WHAT IS REQUIRED:
How many lines of the data below contain the word "pile"? Reply with the number only.

— Begin TASK INPUT —

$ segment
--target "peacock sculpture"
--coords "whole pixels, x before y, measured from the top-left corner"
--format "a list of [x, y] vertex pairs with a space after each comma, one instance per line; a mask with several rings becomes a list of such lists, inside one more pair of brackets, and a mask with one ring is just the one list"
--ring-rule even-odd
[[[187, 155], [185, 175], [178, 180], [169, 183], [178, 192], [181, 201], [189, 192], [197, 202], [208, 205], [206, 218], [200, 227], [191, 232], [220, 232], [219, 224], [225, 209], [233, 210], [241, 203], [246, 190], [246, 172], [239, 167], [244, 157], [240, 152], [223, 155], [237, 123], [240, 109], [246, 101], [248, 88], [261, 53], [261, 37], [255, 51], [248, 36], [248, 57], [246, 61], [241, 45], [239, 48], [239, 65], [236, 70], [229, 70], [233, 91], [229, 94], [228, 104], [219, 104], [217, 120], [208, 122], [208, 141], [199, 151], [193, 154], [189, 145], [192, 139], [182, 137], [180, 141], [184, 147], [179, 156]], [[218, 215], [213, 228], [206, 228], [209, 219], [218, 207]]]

— End TASK INPUT —
— Begin TASK INPUT —

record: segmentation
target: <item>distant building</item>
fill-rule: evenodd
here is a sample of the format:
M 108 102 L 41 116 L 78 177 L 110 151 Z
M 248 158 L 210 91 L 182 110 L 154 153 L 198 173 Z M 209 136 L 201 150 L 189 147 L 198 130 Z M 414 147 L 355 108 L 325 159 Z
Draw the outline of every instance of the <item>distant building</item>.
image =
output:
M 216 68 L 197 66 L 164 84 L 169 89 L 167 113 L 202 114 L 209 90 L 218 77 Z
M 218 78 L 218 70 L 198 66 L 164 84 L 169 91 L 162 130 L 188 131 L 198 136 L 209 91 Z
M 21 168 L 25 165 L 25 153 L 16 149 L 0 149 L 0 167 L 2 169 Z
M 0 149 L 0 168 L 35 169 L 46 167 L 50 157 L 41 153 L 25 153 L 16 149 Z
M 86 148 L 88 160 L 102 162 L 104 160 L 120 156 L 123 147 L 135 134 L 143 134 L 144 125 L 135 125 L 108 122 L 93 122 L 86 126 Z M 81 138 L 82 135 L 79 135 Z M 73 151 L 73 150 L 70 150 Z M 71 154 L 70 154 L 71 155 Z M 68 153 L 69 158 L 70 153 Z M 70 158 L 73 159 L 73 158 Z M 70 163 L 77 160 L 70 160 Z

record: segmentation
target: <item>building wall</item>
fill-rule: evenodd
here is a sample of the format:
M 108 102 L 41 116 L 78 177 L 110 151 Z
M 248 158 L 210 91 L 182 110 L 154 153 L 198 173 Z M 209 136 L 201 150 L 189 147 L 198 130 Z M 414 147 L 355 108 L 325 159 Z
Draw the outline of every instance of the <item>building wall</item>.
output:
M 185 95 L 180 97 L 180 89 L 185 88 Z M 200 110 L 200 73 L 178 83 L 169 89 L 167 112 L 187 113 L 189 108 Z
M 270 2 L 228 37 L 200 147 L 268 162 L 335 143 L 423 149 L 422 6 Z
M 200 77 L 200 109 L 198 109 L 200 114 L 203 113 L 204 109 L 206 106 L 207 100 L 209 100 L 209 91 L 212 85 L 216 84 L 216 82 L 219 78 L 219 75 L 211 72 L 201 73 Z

— End TASK INPUT —
— Begin TASK INPUT —

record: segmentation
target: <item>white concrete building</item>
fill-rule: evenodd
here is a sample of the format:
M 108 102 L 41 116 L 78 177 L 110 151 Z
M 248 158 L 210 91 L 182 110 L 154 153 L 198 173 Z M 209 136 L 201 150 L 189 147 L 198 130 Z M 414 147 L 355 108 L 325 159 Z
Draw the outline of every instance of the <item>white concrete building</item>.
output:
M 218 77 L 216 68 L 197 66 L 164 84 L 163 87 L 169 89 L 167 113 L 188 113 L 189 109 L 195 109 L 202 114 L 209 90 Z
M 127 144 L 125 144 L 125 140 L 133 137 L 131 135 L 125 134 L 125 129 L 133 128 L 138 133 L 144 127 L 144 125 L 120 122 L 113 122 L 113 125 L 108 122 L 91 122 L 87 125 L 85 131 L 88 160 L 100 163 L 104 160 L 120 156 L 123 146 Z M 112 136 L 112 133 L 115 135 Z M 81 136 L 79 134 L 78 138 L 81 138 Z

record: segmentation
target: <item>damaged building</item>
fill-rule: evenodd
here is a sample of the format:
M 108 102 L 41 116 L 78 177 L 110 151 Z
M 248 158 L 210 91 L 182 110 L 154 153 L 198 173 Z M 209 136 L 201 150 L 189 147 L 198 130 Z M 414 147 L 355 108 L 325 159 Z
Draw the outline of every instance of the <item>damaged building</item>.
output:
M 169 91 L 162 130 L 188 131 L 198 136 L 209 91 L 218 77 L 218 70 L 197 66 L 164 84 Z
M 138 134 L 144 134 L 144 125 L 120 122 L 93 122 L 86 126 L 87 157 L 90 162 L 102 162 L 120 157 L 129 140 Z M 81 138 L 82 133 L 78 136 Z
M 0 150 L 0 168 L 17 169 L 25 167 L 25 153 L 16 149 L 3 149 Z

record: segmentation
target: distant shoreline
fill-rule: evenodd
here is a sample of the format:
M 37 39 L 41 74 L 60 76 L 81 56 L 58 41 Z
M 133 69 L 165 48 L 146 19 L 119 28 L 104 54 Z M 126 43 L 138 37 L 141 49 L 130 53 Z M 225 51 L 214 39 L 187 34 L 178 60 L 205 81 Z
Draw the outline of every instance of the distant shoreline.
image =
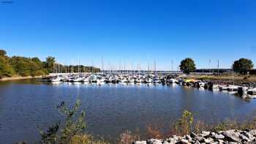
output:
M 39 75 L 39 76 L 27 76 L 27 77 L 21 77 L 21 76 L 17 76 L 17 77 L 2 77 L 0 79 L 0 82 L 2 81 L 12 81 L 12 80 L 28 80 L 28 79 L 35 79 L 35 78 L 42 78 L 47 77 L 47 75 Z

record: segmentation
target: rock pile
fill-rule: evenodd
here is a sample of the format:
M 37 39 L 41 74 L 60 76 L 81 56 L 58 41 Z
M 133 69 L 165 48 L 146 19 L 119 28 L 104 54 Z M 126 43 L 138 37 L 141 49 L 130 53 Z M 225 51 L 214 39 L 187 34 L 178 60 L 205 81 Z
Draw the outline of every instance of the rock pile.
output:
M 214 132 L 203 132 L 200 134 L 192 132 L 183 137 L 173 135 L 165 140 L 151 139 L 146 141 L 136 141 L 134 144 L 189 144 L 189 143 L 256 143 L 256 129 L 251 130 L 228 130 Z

— End TASK INPUT —

SOLUTION FOR THIS TASK:
2